───── Records to process

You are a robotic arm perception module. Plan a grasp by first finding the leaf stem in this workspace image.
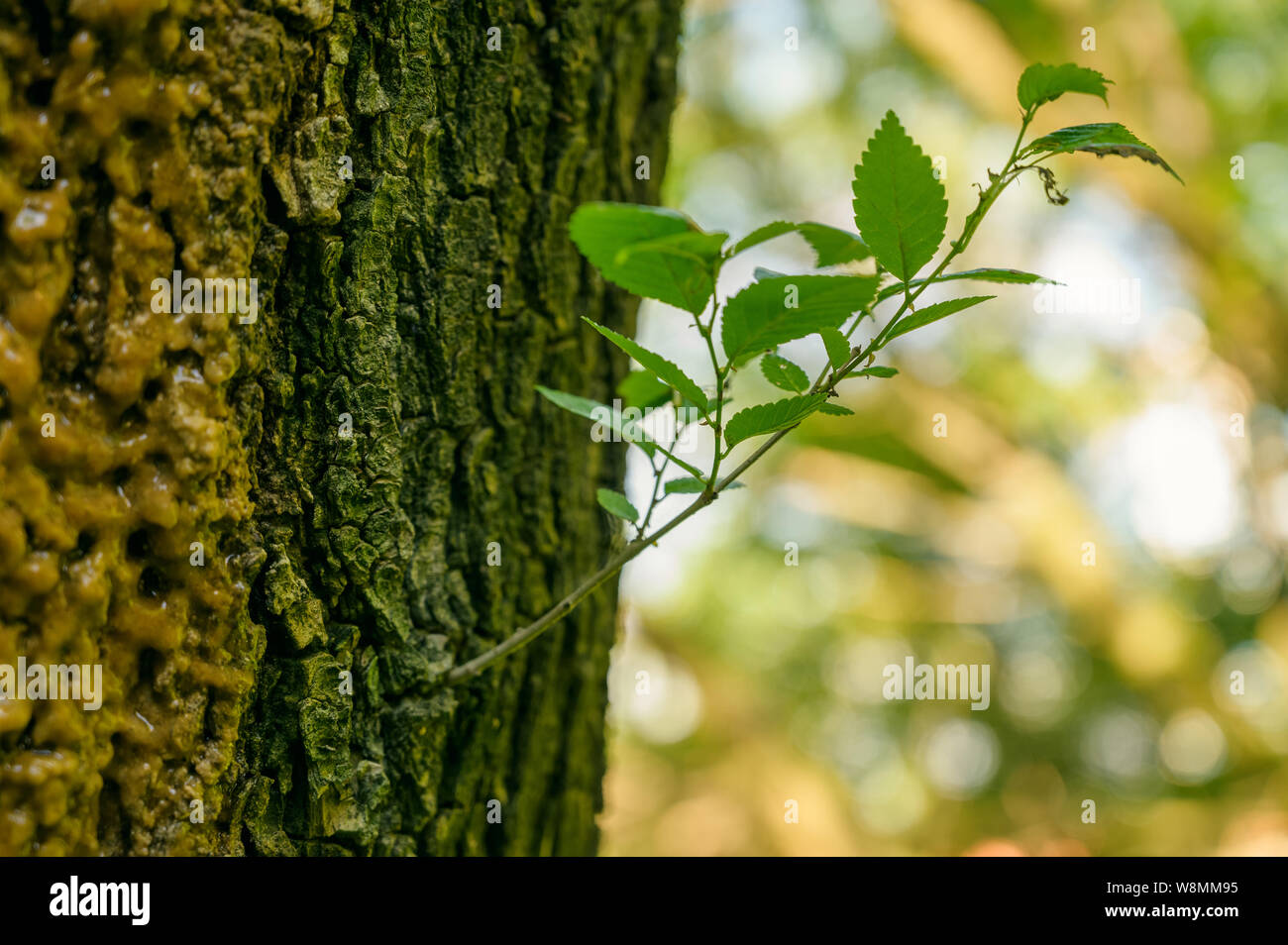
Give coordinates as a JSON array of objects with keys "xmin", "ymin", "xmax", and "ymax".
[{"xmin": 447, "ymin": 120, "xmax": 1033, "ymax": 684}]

──────────
───── Records to process

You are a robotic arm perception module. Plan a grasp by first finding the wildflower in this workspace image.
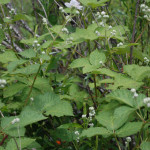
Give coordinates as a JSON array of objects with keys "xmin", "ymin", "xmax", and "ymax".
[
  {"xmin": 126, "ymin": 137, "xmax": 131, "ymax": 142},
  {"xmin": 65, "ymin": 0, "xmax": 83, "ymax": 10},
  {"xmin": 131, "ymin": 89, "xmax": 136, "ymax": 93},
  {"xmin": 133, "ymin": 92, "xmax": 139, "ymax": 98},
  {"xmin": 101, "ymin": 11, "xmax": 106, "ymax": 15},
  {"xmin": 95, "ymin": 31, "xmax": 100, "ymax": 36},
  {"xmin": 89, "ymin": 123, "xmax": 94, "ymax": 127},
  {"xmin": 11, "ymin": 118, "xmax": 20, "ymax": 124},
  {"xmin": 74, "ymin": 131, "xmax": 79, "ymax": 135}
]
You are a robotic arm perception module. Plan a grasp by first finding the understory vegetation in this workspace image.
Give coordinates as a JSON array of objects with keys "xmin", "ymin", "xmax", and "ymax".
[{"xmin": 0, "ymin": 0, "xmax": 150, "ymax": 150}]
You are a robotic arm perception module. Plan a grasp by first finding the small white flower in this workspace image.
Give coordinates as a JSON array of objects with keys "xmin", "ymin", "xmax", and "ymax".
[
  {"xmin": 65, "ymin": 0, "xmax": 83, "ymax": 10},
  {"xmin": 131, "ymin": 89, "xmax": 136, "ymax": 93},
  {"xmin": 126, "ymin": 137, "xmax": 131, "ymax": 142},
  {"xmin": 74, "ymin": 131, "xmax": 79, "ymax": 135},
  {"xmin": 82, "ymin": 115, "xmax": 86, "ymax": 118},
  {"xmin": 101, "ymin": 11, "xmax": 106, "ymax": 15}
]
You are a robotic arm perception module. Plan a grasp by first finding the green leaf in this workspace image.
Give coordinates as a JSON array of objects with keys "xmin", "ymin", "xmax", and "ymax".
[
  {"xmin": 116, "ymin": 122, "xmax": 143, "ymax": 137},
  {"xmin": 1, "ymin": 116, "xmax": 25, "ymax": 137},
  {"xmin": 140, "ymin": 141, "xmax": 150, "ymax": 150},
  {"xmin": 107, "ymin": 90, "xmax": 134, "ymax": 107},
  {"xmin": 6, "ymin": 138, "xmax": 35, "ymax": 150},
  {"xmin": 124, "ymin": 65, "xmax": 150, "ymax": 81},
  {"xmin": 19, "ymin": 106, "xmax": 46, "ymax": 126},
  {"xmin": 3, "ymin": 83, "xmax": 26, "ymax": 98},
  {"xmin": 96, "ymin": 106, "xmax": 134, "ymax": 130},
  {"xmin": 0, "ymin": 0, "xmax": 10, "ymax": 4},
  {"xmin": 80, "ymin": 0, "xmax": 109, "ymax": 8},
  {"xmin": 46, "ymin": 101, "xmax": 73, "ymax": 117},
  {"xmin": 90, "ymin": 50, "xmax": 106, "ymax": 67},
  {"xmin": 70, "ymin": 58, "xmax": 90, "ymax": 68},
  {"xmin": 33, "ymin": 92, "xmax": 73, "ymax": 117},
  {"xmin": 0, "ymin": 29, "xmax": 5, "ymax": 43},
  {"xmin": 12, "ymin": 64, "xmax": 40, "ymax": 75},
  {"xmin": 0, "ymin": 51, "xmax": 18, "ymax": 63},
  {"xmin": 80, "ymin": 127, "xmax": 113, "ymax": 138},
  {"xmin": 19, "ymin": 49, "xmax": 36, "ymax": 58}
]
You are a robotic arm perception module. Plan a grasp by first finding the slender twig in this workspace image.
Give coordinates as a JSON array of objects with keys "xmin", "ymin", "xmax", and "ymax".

──────────

## Problem to solve
Show each line of the records above that contains the word "first", treating uppercase and lowercase as different.

## Response to this exercise
You are a robotic arm perception module. Plan a grasp by first finding the leaf stem in this workspace image.
You are a robotic arm perception module. Plan a grasp by first finding the wildflower in this workspace image.
You are a robotic arm perception module. Plan a grasp by first finding the understory vegetation in this workspace image.
You are a robotic arm perception module. Plan a grasp by first finding the small white flower in this workspace image.
You are a robotic arm perception module. Plan a grasp by first finding the green leaf in this workspace image.
You are a robotic arm perception module. Plan a grasp by first finding the slender twig in this workspace image.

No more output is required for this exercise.